To do. With pictures omitted, restate the data word for word.

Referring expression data
* * * * * * * * *
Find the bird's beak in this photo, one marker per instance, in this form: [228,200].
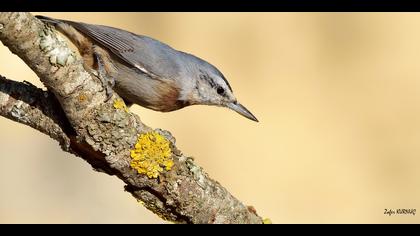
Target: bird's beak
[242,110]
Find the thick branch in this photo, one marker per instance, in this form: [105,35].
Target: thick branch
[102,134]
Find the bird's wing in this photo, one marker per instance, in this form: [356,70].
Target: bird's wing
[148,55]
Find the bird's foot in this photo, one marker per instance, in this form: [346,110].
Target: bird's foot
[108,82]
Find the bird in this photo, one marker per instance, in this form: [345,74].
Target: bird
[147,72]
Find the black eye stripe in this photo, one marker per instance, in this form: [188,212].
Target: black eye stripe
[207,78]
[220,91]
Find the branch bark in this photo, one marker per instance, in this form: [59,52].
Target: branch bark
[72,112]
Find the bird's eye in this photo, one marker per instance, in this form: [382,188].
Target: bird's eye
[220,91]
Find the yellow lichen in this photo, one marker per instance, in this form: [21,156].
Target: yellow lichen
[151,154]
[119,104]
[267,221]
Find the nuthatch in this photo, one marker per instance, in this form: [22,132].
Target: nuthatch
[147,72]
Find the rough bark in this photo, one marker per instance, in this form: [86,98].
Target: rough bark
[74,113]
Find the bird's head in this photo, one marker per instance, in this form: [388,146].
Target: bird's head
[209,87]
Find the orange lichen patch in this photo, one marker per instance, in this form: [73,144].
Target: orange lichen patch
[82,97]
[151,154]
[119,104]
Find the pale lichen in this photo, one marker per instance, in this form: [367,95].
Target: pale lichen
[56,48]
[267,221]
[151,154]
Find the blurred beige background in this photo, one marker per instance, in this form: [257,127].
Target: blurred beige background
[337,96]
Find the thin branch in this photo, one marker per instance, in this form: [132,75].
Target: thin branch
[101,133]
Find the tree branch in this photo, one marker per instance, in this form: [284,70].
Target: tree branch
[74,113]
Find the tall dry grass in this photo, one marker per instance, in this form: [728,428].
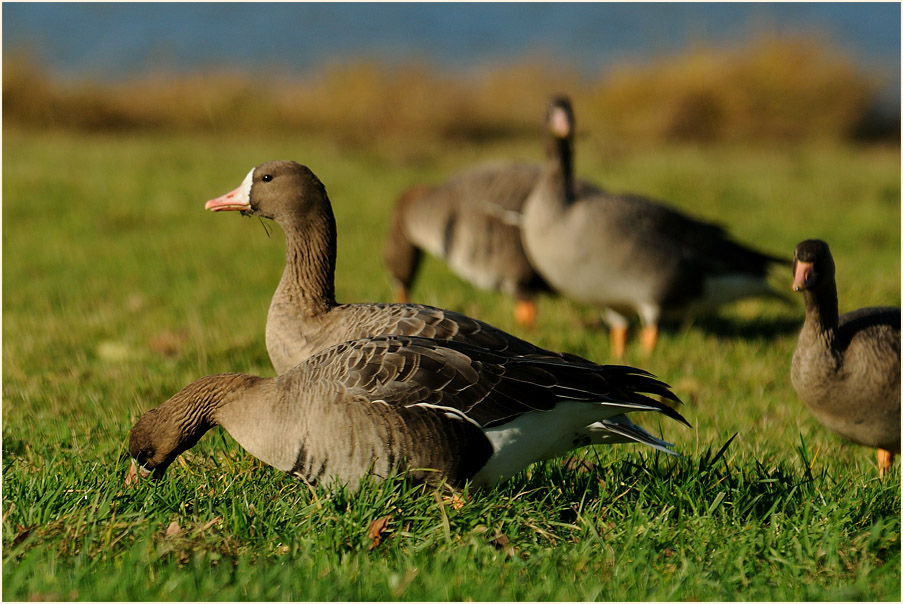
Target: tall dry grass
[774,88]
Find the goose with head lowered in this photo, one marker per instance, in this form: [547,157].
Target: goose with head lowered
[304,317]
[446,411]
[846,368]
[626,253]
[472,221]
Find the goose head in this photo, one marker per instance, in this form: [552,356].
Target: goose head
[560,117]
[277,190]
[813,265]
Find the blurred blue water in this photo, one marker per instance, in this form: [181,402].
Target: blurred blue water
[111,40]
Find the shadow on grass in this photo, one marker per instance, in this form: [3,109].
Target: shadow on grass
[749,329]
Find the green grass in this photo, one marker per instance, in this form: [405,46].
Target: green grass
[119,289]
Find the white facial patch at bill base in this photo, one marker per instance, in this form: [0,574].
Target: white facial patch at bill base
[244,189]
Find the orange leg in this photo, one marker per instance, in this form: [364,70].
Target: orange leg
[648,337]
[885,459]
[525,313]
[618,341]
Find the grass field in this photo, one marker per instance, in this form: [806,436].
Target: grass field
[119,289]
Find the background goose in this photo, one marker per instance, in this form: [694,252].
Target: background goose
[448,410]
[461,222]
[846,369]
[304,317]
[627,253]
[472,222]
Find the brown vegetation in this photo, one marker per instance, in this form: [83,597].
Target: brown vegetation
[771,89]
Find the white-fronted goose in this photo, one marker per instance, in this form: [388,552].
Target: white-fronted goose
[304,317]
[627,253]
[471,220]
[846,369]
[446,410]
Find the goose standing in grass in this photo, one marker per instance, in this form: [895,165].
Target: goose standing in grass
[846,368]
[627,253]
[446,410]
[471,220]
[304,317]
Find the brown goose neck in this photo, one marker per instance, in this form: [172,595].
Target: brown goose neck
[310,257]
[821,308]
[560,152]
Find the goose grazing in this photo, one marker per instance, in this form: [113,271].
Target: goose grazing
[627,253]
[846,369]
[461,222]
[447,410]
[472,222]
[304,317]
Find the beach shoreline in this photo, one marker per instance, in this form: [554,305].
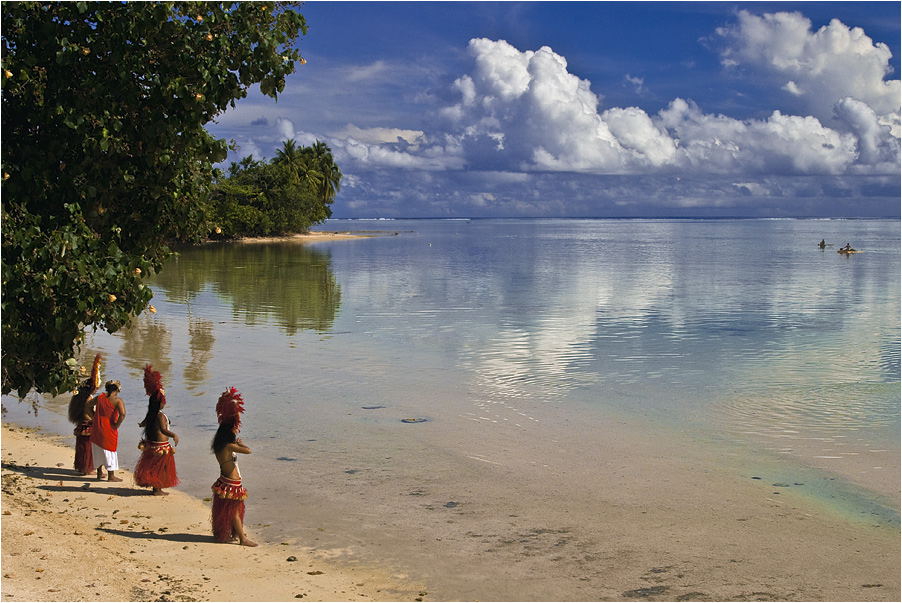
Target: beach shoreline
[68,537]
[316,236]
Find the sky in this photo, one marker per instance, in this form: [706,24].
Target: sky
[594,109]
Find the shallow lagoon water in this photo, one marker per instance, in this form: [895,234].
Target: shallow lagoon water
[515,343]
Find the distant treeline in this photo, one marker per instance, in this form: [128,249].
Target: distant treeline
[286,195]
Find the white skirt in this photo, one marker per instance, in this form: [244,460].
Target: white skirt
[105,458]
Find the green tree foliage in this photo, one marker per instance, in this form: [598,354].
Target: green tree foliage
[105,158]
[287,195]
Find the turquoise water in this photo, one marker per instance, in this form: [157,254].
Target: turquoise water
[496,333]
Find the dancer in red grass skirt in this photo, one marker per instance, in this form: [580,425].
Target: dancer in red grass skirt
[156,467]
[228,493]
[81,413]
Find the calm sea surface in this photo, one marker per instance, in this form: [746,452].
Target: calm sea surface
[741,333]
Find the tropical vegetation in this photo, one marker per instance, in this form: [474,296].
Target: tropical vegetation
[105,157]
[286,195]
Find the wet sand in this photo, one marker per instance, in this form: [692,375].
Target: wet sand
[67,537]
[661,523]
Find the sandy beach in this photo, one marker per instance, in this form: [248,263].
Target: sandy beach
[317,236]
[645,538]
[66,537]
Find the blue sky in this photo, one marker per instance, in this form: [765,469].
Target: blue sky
* * * * * * * * *
Task answer.
Find the bird's beak in this photo, one marker per instance, in this form: [228,200].
Target: bird's beak
[242,110]
Find the thick branch in this photo, one marker per instance, in this form: [105,35].
Target: thick branch
[102,134]
Find the bird's wing in this photo, one marker per instance, in this form: [356,70].
Target: bird's wing
[148,55]
Find the bird's foot in this photo, one marker per instance, in this form: [346,110].
Target: bird's foot
[108,82]
Find the bird in this photo, one marker per instance, in this form: [345,74].
Target: bird
[147,72]
Find the black eye stripe in this photo, one marker per instance, in this form: [188,212].
Target: black eye stripe
[207,78]
[220,91]
Find the branch bark in this photo, one marker per instance, in this form: [59,52].
Target: branch bark
[72,112]
Find the bird's eye in this photo, one marker per instance, in this form: [382,188].
Target: bird's eye
[220,91]
Find the yellow lichen in this photo, one marker per instance, in this form: [21,156].
Target: yellow lichen
[151,154]
[119,104]
[267,221]
Find the nuthatch in this photo, one marker per instance, in this form: [22,132].
Target: nuthatch
[147,72]
Find the rough bark in this photo, one marker per instance, in this form: [86,98].
Target: rough bark
[74,113]
Find the bird's head in this photo, one marker per instance, in this form: [388,146].
Target: bird's head
[209,87]
Find the orange lichen patch in this photo, one marker per instance, in this form: [73,144].
Target: orange lichen patch
[82,97]
[151,154]
[119,104]
Find the pale lichen in this photo, one marker per instance, in this form: [367,95].
Target: pale lichen
[56,48]
[267,221]
[151,154]
Find the blurred beige background in this photo, one marker per instance, in this form: [257,127].
Target: blurred beige background
[337,96]
Find the thin branch in this photo, one marker per instance, in this form: [132,75].
Target: thin branch
[101,133]
Find the tree branch in this photo, one marker per instance, in this form: [284,70].
Target: tree branch
[74,113]
Find the tall dry grass in this photo, one marker per instance, in this form: [728,428].
Target: tall dry grass
[774,88]
Find the goose with head lowered in this photo, one marker per instance, in this form: [547,157].
Target: goose with head lowered
[304,317]
[446,411]
[846,368]
[626,253]
[472,221]
Find the goose head in this photo, one marker per instance, in this form: [552,356].
Target: goose head
[560,117]
[277,190]
[813,265]
Find the blurred blue water in this photo, one marker per instance, in this form: [181,402].
Target: blurred blue water
[111,40]
Find the shadow on grass in this photo, one marker per instance, in this form: [3,109].
Target: shadow on grass
[749,329]
Find the green grass in this photo, one marker per instance, in this form: [405,46].
Target: green grass
[119,289]
Find the white facial patch at bill base in this photo, one marker per instance, in this form: [0,574].
Target: white facial patch at bill base
[244,189]
Find the orange leg in this photo, one marker per instance, in this form: [364,70].
Target: orange leg
[648,337]
[885,459]
[525,313]
[618,341]
Find the grass field in this photo, one marker per instance, in this form: [806,436].
Target: grass field
[119,289]
Find the background goose in this photo, one marker per instance, in this form: [694,252].
Target: background goose
[448,410]
[461,222]
[846,369]
[304,317]
[627,253]
[472,222]
Find the brown vegetation in this photo, one marker per instance, in this form: [83,597].
Target: brown vegetation
[771,89]
Find the white-fronted goose in this photo, one marker per instance, in this form: [388,552].
Target: white-fronted goose
[304,317]
[627,253]
[471,220]
[846,369]
[446,410]
Find the goose standing in grass in this photo, one marker per instance, in this form: [895,165].
Target: goose standing in grass
[846,368]
[627,253]
[446,410]
[471,220]
[304,317]
Find the brown goose neck in this photo, one marker per instance, in this form: [172,595].
Target: brown goose neck
[310,257]
[821,308]
[560,152]
Find the goose grazing in this photo, one marker per instance, in this form: [113,271].
Target: goose grazing
[627,253]
[846,369]
[461,222]
[447,410]
[472,222]
[304,317]
Find the beach shoreline in this photo, one marker per instance, in this form: [554,305].
Target: beach shoreline
[68,537]
[316,236]
Find the sky in this photo, one marker per instance, in this form: [706,24].
Target: sky
[594,109]
Find the shallow lagoon water in this photo, one marker per instance, in this form: [895,234].
Target: shallow lagoon water
[515,343]
Find the distant treeline in this photo, one marker per instance, in this form: [128,249].
Target: distant treeline
[286,195]
Find the white skirt in this photo, one marker per instance, in this form: [244,460].
Target: white skirt
[105,458]
Find the green tree foliage in this photo, one marker per instance, in this form: [598,354].
Target: green tree foliage
[105,158]
[287,195]
Find the turquoise water in this photo, one marker per instance, in this form: [157,254].
Target: turquoise water
[496,333]
Find the dancer in red grass skirt in this photo, one marker per instance, in this form: [580,425].
Target: dancer in red grass skirt
[156,467]
[228,493]
[81,413]
Find the calm sea surface in this photo, one marker per instance, in this form: [746,452].
Target: calm sea surface
[741,333]
Find the tropical vegetation in this photo, one marker per instance, in this form: [474,296].
Target: tropical vegetation
[105,157]
[286,195]
Find the wet sand in this photo, one marker per instance, in this form: [692,375].
Target: wet sand
[67,537]
[661,523]
Find the sandy beach in this photo, one marker per instance, in this form: [248,263].
Target: sandy beach
[317,236]
[645,538]
[66,537]
Find the blue sky in this photo, one marker per instance, in this form: [765,469].
Target: blue sky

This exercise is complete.